**Data lines**:
■ ■ ■ ■
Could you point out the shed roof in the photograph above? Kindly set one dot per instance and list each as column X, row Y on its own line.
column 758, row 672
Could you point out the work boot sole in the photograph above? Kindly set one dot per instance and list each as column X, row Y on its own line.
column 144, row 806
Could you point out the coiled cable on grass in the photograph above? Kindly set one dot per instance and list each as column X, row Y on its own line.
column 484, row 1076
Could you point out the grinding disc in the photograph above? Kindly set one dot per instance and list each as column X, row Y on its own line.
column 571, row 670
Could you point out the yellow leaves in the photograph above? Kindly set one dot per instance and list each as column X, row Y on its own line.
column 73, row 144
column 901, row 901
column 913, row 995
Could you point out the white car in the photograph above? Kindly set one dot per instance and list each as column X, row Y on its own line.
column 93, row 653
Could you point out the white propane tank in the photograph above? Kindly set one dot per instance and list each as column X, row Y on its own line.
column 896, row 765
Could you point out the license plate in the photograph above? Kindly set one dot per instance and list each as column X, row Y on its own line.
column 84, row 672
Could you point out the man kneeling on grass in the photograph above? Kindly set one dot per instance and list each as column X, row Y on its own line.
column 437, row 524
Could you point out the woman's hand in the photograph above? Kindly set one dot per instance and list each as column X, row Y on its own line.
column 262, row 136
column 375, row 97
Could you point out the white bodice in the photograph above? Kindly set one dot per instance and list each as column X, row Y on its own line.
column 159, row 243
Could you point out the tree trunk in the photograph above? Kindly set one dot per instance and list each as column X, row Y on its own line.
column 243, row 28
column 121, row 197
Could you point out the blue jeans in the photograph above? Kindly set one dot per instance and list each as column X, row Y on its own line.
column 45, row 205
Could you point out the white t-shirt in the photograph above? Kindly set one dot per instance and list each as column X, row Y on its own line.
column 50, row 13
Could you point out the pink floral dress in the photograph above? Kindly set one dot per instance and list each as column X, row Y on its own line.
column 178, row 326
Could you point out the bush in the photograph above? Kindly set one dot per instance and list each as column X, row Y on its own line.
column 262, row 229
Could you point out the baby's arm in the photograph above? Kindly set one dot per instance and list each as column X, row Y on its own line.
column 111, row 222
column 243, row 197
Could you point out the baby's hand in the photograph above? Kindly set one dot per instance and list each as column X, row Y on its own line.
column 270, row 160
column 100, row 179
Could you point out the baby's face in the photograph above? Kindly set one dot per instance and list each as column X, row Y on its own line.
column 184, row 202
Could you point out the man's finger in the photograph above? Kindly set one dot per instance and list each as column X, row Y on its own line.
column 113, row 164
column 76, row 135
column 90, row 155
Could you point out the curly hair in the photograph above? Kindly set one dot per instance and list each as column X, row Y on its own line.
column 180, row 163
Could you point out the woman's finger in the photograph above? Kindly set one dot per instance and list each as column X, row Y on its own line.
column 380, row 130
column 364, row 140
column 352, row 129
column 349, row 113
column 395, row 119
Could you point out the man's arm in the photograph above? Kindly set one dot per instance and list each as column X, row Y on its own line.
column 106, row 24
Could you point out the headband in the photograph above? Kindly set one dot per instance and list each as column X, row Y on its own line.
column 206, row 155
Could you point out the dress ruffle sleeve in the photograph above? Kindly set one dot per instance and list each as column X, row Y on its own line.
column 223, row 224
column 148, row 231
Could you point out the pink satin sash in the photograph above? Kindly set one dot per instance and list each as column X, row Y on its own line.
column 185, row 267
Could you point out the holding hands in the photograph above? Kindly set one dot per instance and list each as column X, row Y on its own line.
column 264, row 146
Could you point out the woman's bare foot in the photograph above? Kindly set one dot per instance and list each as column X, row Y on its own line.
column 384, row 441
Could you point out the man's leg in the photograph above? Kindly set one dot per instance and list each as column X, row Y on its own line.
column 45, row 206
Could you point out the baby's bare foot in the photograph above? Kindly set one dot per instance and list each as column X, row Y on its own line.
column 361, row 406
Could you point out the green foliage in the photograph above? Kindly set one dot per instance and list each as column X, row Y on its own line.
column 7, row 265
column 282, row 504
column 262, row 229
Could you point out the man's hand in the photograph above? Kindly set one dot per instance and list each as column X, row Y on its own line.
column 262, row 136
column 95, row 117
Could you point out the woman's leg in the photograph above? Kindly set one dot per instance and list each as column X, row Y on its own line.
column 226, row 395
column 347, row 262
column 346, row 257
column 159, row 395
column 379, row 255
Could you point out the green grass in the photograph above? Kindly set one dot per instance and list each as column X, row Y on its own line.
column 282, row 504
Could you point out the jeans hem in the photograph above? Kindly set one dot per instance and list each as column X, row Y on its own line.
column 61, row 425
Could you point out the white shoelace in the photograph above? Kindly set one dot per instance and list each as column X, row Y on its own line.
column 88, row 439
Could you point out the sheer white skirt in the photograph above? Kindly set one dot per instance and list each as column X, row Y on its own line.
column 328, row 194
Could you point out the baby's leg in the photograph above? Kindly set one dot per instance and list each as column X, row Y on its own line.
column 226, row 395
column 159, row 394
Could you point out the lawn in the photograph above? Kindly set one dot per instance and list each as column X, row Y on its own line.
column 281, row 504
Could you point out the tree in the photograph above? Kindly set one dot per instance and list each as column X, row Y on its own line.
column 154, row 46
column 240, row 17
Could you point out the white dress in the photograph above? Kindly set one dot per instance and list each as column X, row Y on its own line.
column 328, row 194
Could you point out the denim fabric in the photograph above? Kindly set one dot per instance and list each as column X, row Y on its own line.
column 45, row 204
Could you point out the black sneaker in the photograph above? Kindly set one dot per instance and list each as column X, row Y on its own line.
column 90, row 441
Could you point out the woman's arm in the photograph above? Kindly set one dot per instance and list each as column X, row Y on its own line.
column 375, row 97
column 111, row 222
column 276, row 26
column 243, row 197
■ ■ ■ ■
**Task goal**: Every entry should be output exactly as written, please.

**Exercise solution**:
Could you point out the shed roof in the photograph above? Kindly set one dot per instance and list each as column X, row Y on its own line.
column 758, row 672
Could you point out the work boot sole in the photograph above? Kindly set one dot per instance and list each as column X, row Y on its own line.
column 144, row 806
Could you point out the coiled cable on grass in the photograph above? Kindly set one dot per instance and list each as column X, row Y on its own line.
column 484, row 1076
Could you point out the grinding disc in the photograph above? Kindly set one dot per instance and list each as column X, row Y on its own line.
column 571, row 670
Could you point out the yellow leaves in the photograph above? Kindly set one dot per instance and list each as column X, row Y on its own line.
column 73, row 144
column 901, row 901
column 913, row 995
Could you point out the white car in the photograph above? Kindly set one dot per instance and list each as column X, row Y on its own line.
column 93, row 653
Could you point out the white propane tank in the photograph above? Kindly set one dot per instance and list each as column X, row Y on its own line.
column 896, row 765
Could you point out the license plate in the photograph above? Kindly set one dot per instance and list each as column X, row Y on its own line.
column 84, row 672
Could you point out the man kneeling on grass in the photograph above? Kindly set one dot per instance and list each as column X, row Y on its own line.
column 437, row 524
Could you point out the woman's hand in the photograph above? Kindly set one dot per instance and list each as column X, row Y on its own line.
column 262, row 136
column 375, row 97
Could you point out the white bodice in the photograph above? Kindly set one dot per instance and list each as column X, row Y on its own line.
column 159, row 243
Could you point out the tree trunk in the photograph above? Kindly set one dot per instance and list each as column X, row Y on its own line.
column 243, row 28
column 121, row 197
Could you point out the blue jeans in the photograph above? Kindly set one dot per instance and list each as column X, row Y on its own line.
column 45, row 205
Could you point out the white t-shirt in the photograph above? Kindly set one dot per instance and list each as column X, row Y on its own line.
column 50, row 13
Could you point out the pink floral dress in the photograph above? Kindly set one dot per instance and list each as column X, row Y on its own line.
column 178, row 326
Could you point out the bush in the photograph above? Kindly set one dot per instance and list each as column X, row Y on its own line.
column 262, row 229
Could you point out the baby's arm in the photograph above? Kindly set one dot per instance and list each as column X, row Y on its own line.
column 111, row 222
column 243, row 197
Could you point out the baby's hand in the photograph above? Kindly set one dot per instance and list each as column X, row Y on its own line.
column 270, row 160
column 100, row 179
Could you point out the baby's face in the photograph above? Kindly set one dot per instance and list each as column X, row Y on its own line.
column 184, row 202
Could you point out the man's finger in the photograph above? Kindly set one dot per instance and list each as column X, row Y on its own line.
column 113, row 164
column 76, row 135
column 90, row 155
Could you point out the curly hair in the photograph above? Kindly set one dot per instance and list each as column X, row Y on its own line.
column 180, row 163
Could you point out the woman's finger in the photograph above? Kindly set one dot per instance and list each as column X, row Y on its own line.
column 380, row 130
column 364, row 140
column 352, row 129
column 349, row 113
column 395, row 119
Could you point out the man's arm in the photograph above? Kindly set one dot per instance and list each as column X, row Y on its own line.
column 106, row 24
Could you point out the headband in the photograph above? Kindly set one dot per instance and list each as column X, row Y on its own line.
column 206, row 155
Could you point out the dress ruffle sleeve in the photograph above? Kindly set one dot per instance and list each as column X, row Y on its own line.
column 223, row 224
column 148, row 231
Could you point out the pink satin sash in the photograph above? Kindly set one dot per instance and list each as column X, row Y on its own line.
column 185, row 267
Could you point out the holding hands in the photograph above? Kindly set one dot per instance and list each as column X, row Y on its own line.
column 264, row 146
Could you point out the woman's bare foot in the photograph above? Kindly set one dot per instance and list each as column X, row Y on its own line.
column 384, row 441
Could you point out the man's leg in the photograph above? Kindly set one dot per instance and list each as column X, row Y on its own line.
column 45, row 206
Could you point out the baby's bare foot in the photograph above? Kindly set one dot per instance and list each as column X, row Y on its own line.
column 361, row 406
Could you point out the green foliage in the photograph above? Kindly set one dot per instance and list each as column X, row Y on its own line.
column 7, row 265
column 282, row 504
column 262, row 229
Could you point out the man's hand in the photograph above? Kindly set one dot per instance and list each as column X, row Y on its own line.
column 262, row 136
column 95, row 117
Could you point out the woman's leg in the photograph above? Kindly set one dot per instance and list each as column X, row Y on its own line.
column 226, row 395
column 347, row 262
column 346, row 257
column 159, row 395
column 379, row 255
Could you point out the green grass in the photograph above? Kindly set one dot per instance and list each as column X, row Y on its own line.
column 282, row 504
Could you point out the jeans hem in the photograph above? Kindly set one dot per instance and list each as column X, row Y on its own line.
column 61, row 425
Could you point out the white shoelace in the photograph above? Kindly set one dot per instance and list each as column X, row Y on its own line.
column 88, row 439
Could you point out the sheer white skirt in the photograph above? Kindly set one dot per instance and list each as column X, row Y on its own line.
column 328, row 194
Could you point out the baby's leg in the photograph above? Kindly set one dot per instance and list each as column X, row Y on its own line.
column 226, row 395
column 159, row 394
Could you point out the lawn in the photograph above? Kindly set one dot per instance and list each as column X, row Y on its own line.
column 281, row 504
Could you point out the tree in the photograph above? Kindly set one dot per instance and list each as column X, row Y on its own line.
column 154, row 46
column 240, row 17
Could you point out the white dress in the photograph above? Kindly set one dot per instance and list each as column X, row Y on its own line.
column 328, row 194
Could you point out the denim fabric in the photograph above? Kindly set one dot per instance and list each as column X, row Y on its own line.
column 45, row 204
Could you point out the black sneaker in the photograph above? Kindly set one dot per instance and list each as column X, row Y on its own line.
column 90, row 441
Could you point out the woman's arm in the photograph above? Kindly set one dot per instance and list each as column X, row Y on its own line.
column 375, row 97
column 111, row 222
column 276, row 26
column 243, row 197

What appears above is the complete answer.